Directions — Rewrite the RoQ encoder thread from the words "[FFmpeg-devel] [PATCH] RoQ" through "data from FFmpeg.", changing every "FFmpeg" to "Libav".

═════ Given text ═════

[FFmpeg-devel] [PATCH] RoQ encoder

Fri May 4 23:57:45 CEST 2007

Hi

On Fri, May 04, 2007 at 06:56:31PM +0200, Vitor wrote:
> Hi,
> 
> As suggested in Mike Melanson blog, I modified Eric Lasota's RoQ 
> encoding patch for inclusion in FFmpeg. The main problem with the 
> original patch was that while RoQ is an YUV based codec, the patch 
> expected RGB data from FFmpeg.
> 
> I modified it to work with YUV without doing any conversion to RGB. 
> There were a point where the algorithm calculated the squared difference 
> of the RGB values of two pixel blocks. I changed it to calculate the 
> squared difference of the YUV values. It looks like it didn't worsen the 
> video quality.
> 
> I also renamed the variables and structures not to have the sb3_ prefix 
> anymore, merged a lot of files and changed the indentation.
> 
> This is my first patch, so any suggestion is welcome.

[...]
> +#ifdef CONFIG_ENCODERS

unneeded the file wont be compiled if this isnt defined

> +
> +//#define ROQ_FIRST_FRAME_SIZE     11025
> +//#define ROQ_FRAME_SIZE           735

useless

[...]
> +static void roq_dpcm_table_init()
> +{
> +    unsigned short i;
> +
> +    short diff;
> +    short diff2;
> +    unsigned short baseline;
> +    unsigned short projection;
> +
> +    unsigned short projectionIndex;
> +
> +    projectionIndex = 0;
> +    baseline = 0;
> +    projection = 1;
> +
> +    // Create a table of quick DPCM values
> +    for(i=0;i<MAX_DPCM;i++)
> +    {
> +        // Check the difference of the last projection
> +        // and (possibly) the next projection
> +        diff = i - baseline;
> +        diff2 = i - projection;
> +
> +        if(diff < 0)
> +            diff = -diff;
> +        if(diff2 < 0)
> +            diff2 = -diff2;
> +
> +        // Move the DPCM index up a notch if it's closer
> +        if(diff2 < diff)
> +        {
> +            projectionIndex++;
> +            baseline = projection;
> +            projection = (projectionIndex+1)*(projectionIndex+1);
> +        }
> +        dpcmValues[i] = (unsigned char)projectionIndex;
> +    }
> +}

the following is (significantly) simpler

for(i=0; i<MAX_DPCM; i++){
    int s= ff_sqrt(i);
    int mid= s*s + s;
    dpcmValues[i]= s + (i>mid);
}

[...]
> +    diff = (int)current - (int)(*previous);

useless cast, and there are many more ...

> +
> +    negative = 0;
> +    if(diff < 0)

═════ Data section ═════

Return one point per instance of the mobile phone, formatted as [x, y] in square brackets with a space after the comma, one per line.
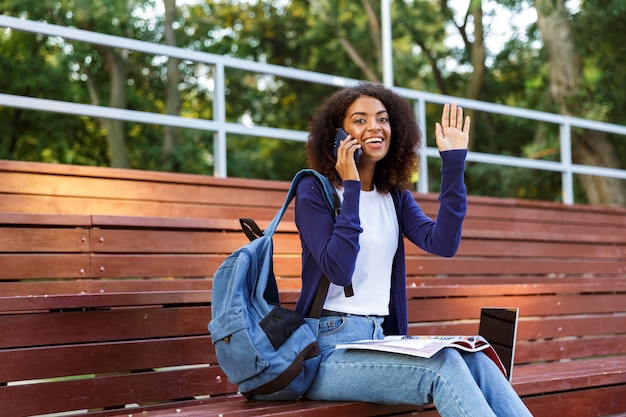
[339, 136]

═════

Final answer —
[Libav-devel] [PATCH] RoQ encoder

Fri May 4 23:57:45 CEST 2007

Hi

On Fri, May 04, 2007 at 06:56:31PM +0200, Vitor wrote:
> Hi,
> 
> As suggested in Mike Melanson blog, I modified Eric Lasota's RoQ 
> encoding patch for inclusion in Libav. The main problem with the 
> original patch was that while RoQ is an YUV based codec, the patch 
> expected RGB data from Libav.